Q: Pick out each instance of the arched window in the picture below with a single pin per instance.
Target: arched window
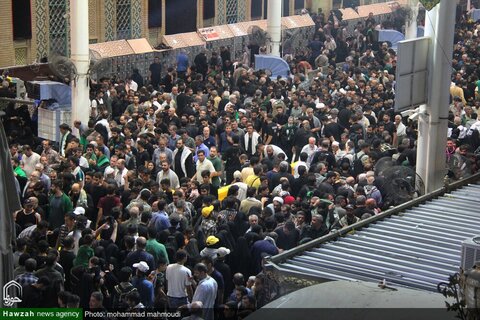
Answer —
(124, 19)
(232, 11)
(180, 16)
(155, 13)
(57, 11)
(256, 11)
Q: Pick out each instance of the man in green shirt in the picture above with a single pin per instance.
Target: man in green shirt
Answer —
(217, 164)
(155, 248)
(17, 170)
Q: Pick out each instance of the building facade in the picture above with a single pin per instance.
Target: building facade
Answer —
(37, 29)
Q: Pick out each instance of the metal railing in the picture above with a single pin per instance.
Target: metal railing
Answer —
(282, 257)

= = = = = = =

### Description of the task
Reproduce all of the entries above word for word, and leave the picture out of your copy.

### Result
Q: Pick out each instance of the arched window in the picture below with a single pin per instance.
Target: arched window
Answer —
(124, 19)
(232, 11)
(180, 16)
(155, 13)
(57, 11)
(256, 11)
Q: Pick out each instance of the man in green shirt in the picture above with a single pin per instance.
Target: man in green shirt
Answer —
(217, 164)
(155, 248)
(17, 170)
Q: Pick out each instance of the building facade in the picture above with a single pin per instance.
Target: building facade
Answer —
(37, 29)
Q: Pick out each instance of the metal railing in the picture above with a single pin per instance.
Target: metal railing
Answer —
(282, 257)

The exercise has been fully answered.